Back to Blog
Software 3.0 In the Lens of Security

Software 3.0 In the Lens of Security

Sythe Labs Team

Overview

At Sythe Labs, we secure not only your application, but the constituent components that make up that application. In today's blog post, we'll be taking about how Software 3.0 is slowly taking over, and what this means for the changing landscape of security.

What Is Software 3.0?

Software 3.0 is a term which canonically refers to the modern advent of LLMs in the wider software landscape. Since their emergence, they've fundamentally changed how software is written, interacted with, and run. The eventuality of this outcome is software which is "malleable", meaning that the prompt itself is the software, and the underlying implementation takes on another dimension. Software 1.0 is rigid and exact, whereas Software 3.0 is fluid and purpose-built. This is not the current state, but it's easy to see how we might end up there at some point.

What's The Difference Between Them?

The differences are pretty simple. Taking from Andrej's video linked above, Software 1.0 is the physical code that runs and executes instructions. For example, this would be most of the software you interact with at the time of writing. When you open your smartphone, you're utilizing Software 1.0. It's literally the code that runs, and you can guarantee (barring cosmic rays) that this software is guaranteed to run the exact same way.

Software 2.0 shifts the boundaries a little bit. Instead of having rigidly defined problems and solutions, which the field of algorithms is very well-suited for, Software 2.0 begins to move toward a more open-ended interpretation of the end goal. For example, consider a recommendation system. There does not yet exist an algorithm that can generalize to all the users that you might have on your platform which can also be written purely in a Software 1.0 lens. This is because a recommendation, just like if you were giving a recommendation to a friend, transcends beyond rigid constraints that are common in Software 1.0. If I were to recommend a movie, some example features that I might take into account are their specific tastes, the time of year, current events, their mood, etc. Translating this into a computer program might be theoretically possible, but it would be impossibly complex. As a result, some type of statistical or numerical method is utilized to optimize for the best recommendation. Think of these almost like an FPGA: insanely good at the narrow task, but terrible at everything else.

[Dataset records]
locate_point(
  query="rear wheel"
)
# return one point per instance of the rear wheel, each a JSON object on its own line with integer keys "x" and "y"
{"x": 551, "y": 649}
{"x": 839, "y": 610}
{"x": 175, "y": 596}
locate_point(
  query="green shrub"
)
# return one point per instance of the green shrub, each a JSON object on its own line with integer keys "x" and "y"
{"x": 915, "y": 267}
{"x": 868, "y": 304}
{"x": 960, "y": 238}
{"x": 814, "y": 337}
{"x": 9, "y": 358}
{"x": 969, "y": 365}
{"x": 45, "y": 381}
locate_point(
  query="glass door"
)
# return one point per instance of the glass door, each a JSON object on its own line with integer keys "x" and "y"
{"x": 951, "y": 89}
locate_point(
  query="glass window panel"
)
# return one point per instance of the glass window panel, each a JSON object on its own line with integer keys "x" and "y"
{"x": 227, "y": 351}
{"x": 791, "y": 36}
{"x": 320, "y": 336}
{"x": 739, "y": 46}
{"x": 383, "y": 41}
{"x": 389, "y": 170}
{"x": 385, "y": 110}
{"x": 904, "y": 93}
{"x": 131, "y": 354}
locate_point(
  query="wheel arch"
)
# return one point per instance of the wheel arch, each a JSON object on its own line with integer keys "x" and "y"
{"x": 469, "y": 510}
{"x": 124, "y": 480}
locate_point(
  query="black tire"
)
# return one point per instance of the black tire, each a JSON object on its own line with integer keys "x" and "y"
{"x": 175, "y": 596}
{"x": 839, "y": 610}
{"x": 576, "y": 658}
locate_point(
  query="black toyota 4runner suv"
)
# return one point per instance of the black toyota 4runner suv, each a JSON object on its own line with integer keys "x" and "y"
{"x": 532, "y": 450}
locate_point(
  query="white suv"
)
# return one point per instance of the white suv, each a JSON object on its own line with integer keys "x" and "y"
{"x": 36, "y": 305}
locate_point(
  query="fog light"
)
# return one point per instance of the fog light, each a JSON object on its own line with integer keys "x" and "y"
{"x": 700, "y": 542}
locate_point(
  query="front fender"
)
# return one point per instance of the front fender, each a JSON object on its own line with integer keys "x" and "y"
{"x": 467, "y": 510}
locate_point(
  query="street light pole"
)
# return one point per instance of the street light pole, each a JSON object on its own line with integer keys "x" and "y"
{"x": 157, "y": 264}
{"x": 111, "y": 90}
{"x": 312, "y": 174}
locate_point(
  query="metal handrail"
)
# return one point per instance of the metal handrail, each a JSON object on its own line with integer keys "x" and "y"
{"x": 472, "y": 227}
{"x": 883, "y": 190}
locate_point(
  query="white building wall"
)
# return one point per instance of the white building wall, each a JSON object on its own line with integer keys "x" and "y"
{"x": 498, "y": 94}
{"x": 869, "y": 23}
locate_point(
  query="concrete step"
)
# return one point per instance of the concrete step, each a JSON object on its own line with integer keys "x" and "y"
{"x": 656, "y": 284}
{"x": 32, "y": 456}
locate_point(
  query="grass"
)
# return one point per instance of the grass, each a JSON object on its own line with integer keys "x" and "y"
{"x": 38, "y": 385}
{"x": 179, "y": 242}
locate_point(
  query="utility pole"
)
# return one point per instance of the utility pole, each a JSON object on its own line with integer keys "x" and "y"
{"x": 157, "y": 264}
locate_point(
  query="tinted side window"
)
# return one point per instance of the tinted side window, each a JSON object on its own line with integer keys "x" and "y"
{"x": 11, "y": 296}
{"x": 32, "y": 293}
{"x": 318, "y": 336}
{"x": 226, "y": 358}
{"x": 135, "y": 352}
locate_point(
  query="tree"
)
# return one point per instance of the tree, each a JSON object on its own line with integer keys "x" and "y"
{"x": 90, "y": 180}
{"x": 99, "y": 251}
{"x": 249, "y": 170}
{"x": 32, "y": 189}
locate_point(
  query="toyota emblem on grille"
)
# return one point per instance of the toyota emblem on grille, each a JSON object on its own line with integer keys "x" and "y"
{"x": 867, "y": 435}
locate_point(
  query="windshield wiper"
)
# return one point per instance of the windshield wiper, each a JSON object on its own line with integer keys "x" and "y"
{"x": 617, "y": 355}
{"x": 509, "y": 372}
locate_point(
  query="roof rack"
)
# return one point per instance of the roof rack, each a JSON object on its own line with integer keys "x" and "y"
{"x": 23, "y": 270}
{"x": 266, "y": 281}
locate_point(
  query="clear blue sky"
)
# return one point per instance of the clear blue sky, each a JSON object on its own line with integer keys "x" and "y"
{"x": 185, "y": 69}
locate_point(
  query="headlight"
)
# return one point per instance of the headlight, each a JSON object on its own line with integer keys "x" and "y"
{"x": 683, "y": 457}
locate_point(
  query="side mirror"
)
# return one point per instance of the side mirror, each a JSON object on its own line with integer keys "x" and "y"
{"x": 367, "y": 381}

■ Activity list:
**a)** Answer these from the Software 3.0 security post:
(i) What does the term Software 3.0 canonically refer to?
(ii) What system does the post use as its example for Software 2.0?
(iii) What device does the post compare Software 2.0's statistical or numerical methods to?
**b)** Quote the part of the Software 3.0 security post that starts at the words "The differences are" and stops after "exact same way.".
**c)** Translate this sentence from the Software 3.0 security post into Spanish: "Software 1.0 is rigid and exact, whereas Software 3.0 is fluid and purpose-built."

■ Exercise answers:
**a)**
(i) The modern advent of LLMs in the wider software landscape.
(ii) A recommendation system.
(iii) An FPGA.

**b)**
The differences are pretty simple. Taking from Andrej's video linked above, Software 1.0 is the physical code that runs and executes instructions. For example, this would be most of the software you interact with at the time of writing. When you open your smartphone, you're utilizing Software 1.0. It's literally the code that runs, and you can guarantee (barring cosmic rays) that this software is guaranteed to run the exact same way.

**c)** El Software 1.0 es rígido y exacto, mientras que el Software 3.0 es fluido y está diseñado con un propósito específico.